■ **Task brief**: Could you extract the part of the hospital visit account between "When I reached" and "waiting my arrival.", inclusive, copying it word for word?

■ **Source extract**:
- Opening Delimiter -
What I learned from visiting just one patient today.

Young People Singing in M.D. Anderson Lobby

Young People Singing in M.D. Anderson Lobby

Visiting just one patient wasn’t why I went to the hospital this afternoon.  I went to visit six patients.

It wasn’t that I didn’t have enough time to visit six patients today, although sometimes situations arise where I can’t visit everyone on my list. But today wasn’t one of those days.

Today only one patient was available. The patients in the first two rooms had been released. The third person on the list was out of the room for a procedure. The fourth patient’s room was also vacant. I did get to say “Hi” to the fifth patient as he was being wheeled away for a test.

When I reached the sixth room, the patient was in! In fact, she, her husband, her son, and the nurse were apparently having a conversation about chaplains coming to visit. As I introduced myself, the nurse said, “See, I told you that we have people from all different groups that come!” I came as a representative of their faith tradition, and for many of us, that’s like having family show up. It was for them. It seemed like they had just been waiting my arrival.

As I got to know a little about them, the husband reached over and picked up a Bible. He wanted me to read the handwritten inscription signed by the elders of their home congregation. It was a message of honor and belonging. We talked about prayer, about moving from hopelessness by the physicians over her condition to hope that led to surgery with a hopeful report. We talked about the importance of faith in times like this. And we prayed about what was on her heart — getting well enough to be with family and church. Even so, it was a short visit — maybe 10 minutes total.

Later I was talking to a colleague who is much more experienced in hospital visitation than I, and he remarked about how unusual my day had been.

The day was unusual enough that I spent a little time reflecting on what I should take away from it. I decided it’s really just one thing. Numbers don’t matter. But being there to represent God and church does matter. A lot.
- Closing Delimiter -
■ **Listed entries**:
- Opening Delimiter -
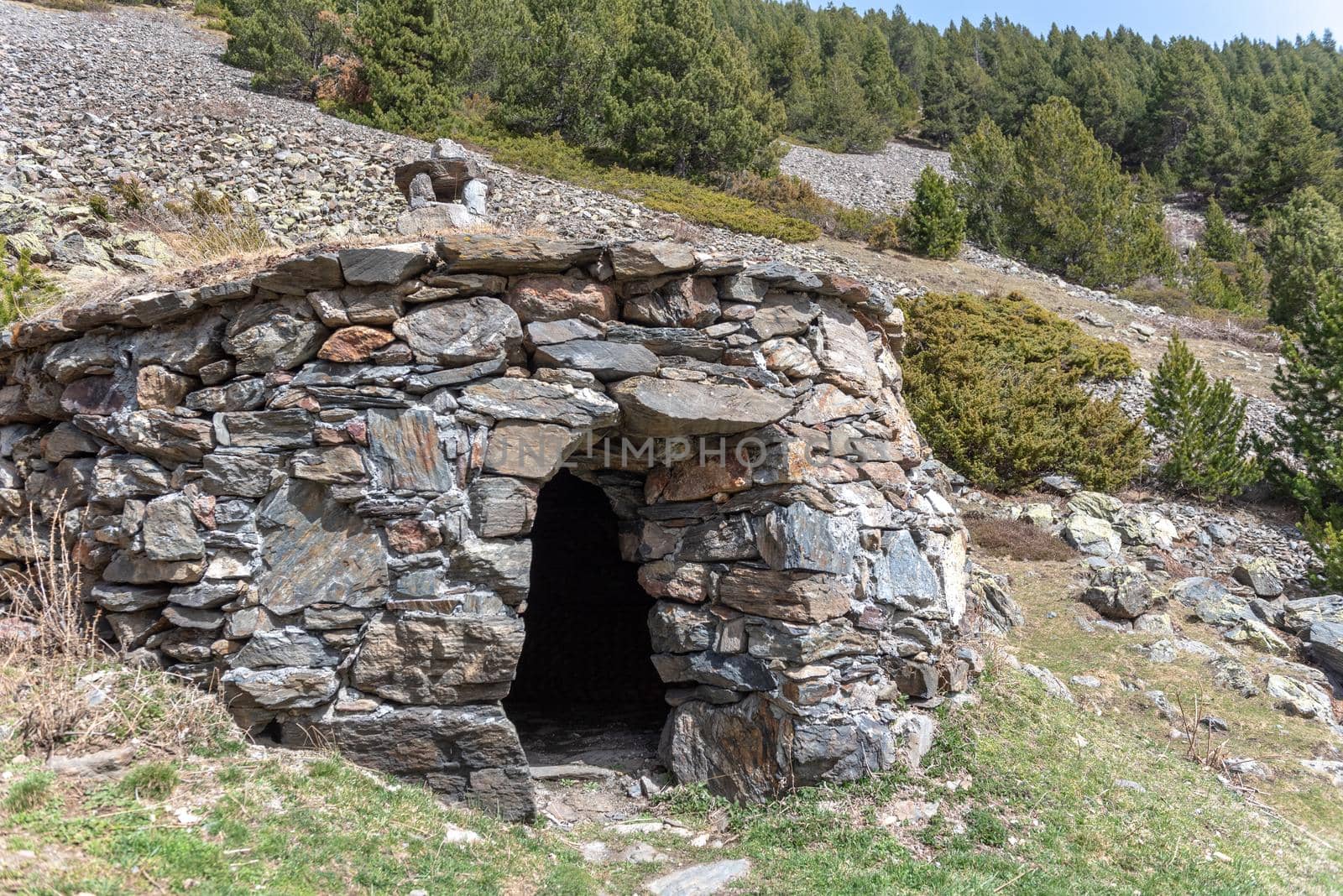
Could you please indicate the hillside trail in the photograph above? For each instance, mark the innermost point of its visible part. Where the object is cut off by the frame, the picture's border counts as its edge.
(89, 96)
- Closing Delimiter -
- Opening Delimiter -
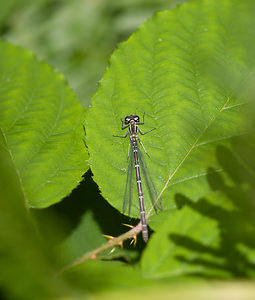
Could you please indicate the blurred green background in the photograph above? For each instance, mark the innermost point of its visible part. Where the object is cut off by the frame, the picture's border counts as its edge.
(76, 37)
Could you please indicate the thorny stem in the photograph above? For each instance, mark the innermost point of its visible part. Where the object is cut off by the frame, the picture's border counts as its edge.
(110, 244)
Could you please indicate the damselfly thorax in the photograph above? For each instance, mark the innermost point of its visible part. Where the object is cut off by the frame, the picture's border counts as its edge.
- Closing Delimiter -
- Opening Delimiter -
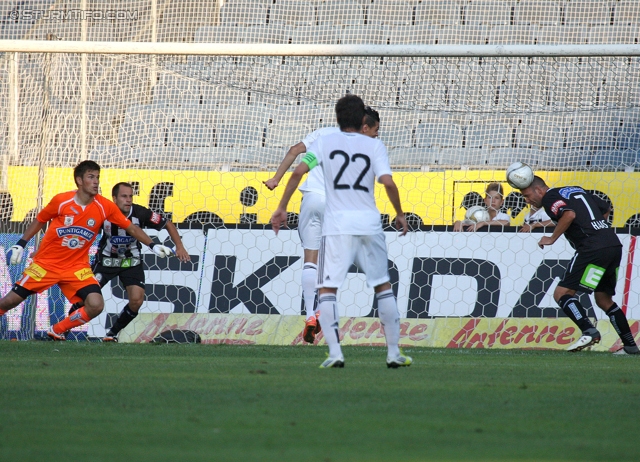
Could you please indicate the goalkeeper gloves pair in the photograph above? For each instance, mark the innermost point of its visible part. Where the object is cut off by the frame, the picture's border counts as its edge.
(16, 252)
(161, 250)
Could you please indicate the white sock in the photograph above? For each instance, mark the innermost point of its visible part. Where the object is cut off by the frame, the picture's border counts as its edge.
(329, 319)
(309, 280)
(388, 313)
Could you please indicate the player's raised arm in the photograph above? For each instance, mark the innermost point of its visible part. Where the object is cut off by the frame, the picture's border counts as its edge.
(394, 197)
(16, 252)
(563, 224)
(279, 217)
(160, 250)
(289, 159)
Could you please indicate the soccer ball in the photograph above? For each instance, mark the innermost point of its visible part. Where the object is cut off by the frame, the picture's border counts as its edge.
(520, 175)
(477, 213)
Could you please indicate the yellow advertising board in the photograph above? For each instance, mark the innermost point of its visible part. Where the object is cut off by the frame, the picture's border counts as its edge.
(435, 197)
- Closing Delimiter -
■ **Response below**:
When I reached the sixth room, the patient was in! In fact, she, her husband, her son, and the nurse were apparently having a conversation about chaplains coming to visit. As I introduced myself, the nurse said, “See, I told you that we have people from all different groups that come!” I came as a representative of their faith tradition, and for many of us, that’s like having family show up. It was for them. It seemed like they had just been waiting my arrival.